[Referring expression grounding data]
#####
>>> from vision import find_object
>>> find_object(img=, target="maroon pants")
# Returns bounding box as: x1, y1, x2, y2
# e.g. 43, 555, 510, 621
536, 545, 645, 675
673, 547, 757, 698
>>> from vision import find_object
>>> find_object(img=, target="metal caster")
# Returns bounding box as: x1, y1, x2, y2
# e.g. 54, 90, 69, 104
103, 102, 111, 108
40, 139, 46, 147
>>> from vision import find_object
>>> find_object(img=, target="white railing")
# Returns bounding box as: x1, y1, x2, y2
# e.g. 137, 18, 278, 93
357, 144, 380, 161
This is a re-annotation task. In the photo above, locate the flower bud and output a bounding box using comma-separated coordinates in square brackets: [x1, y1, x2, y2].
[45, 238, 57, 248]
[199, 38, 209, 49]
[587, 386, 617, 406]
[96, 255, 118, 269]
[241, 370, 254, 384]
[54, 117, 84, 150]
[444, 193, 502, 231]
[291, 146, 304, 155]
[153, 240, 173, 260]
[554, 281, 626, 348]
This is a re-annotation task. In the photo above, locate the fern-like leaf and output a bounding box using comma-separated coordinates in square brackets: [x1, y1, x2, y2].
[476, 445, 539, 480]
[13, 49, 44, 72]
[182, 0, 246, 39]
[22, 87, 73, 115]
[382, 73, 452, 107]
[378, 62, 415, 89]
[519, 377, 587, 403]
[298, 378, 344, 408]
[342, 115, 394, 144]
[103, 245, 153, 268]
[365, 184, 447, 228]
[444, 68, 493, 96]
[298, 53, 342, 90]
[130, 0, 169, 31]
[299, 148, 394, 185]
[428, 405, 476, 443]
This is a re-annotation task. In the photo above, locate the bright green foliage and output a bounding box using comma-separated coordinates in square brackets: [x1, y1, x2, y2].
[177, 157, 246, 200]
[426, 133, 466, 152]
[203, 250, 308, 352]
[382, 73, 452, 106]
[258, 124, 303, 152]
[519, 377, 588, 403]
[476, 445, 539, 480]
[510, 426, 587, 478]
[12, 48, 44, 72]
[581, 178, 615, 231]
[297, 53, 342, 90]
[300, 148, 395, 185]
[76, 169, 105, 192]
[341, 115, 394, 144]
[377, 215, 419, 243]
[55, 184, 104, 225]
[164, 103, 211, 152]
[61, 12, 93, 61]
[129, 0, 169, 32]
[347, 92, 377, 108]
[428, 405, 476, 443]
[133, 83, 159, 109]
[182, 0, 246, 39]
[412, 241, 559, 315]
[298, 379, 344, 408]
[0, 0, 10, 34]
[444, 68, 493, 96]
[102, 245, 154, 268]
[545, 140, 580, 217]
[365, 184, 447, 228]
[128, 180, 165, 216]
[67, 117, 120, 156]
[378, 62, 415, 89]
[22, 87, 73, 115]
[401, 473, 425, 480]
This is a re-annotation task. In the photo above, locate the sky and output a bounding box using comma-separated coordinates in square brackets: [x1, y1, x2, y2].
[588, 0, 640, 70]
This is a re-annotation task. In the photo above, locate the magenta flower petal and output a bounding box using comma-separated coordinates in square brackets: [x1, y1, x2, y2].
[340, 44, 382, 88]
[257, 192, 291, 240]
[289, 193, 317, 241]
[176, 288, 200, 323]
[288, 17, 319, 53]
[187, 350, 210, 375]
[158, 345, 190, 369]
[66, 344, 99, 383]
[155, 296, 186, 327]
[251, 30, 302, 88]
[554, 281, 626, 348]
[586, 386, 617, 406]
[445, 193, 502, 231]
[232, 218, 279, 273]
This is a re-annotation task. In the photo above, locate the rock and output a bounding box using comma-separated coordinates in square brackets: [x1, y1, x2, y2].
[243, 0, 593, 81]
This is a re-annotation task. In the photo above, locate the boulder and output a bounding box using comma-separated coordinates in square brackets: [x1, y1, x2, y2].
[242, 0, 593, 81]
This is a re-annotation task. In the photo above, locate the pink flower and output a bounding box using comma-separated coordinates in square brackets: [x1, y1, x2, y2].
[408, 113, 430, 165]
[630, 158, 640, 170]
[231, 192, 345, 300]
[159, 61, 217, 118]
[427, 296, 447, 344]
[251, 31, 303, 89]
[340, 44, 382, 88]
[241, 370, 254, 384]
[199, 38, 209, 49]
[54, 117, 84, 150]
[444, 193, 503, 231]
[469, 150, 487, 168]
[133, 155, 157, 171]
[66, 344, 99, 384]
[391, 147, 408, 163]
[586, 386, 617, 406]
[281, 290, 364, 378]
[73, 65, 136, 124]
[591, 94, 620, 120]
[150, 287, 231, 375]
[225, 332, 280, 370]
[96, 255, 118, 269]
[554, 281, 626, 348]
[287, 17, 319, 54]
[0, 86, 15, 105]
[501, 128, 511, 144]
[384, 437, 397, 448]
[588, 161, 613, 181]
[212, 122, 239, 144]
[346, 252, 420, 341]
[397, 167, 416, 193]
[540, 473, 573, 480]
#####
» Exercise: Copy out the lines of the data where the string "target" occurs.

» Answer box:
>>> find_object(img=, target="maroon pants")
>>> find_object(img=, target="metal caster")
>>> find_object(img=, target="white railing")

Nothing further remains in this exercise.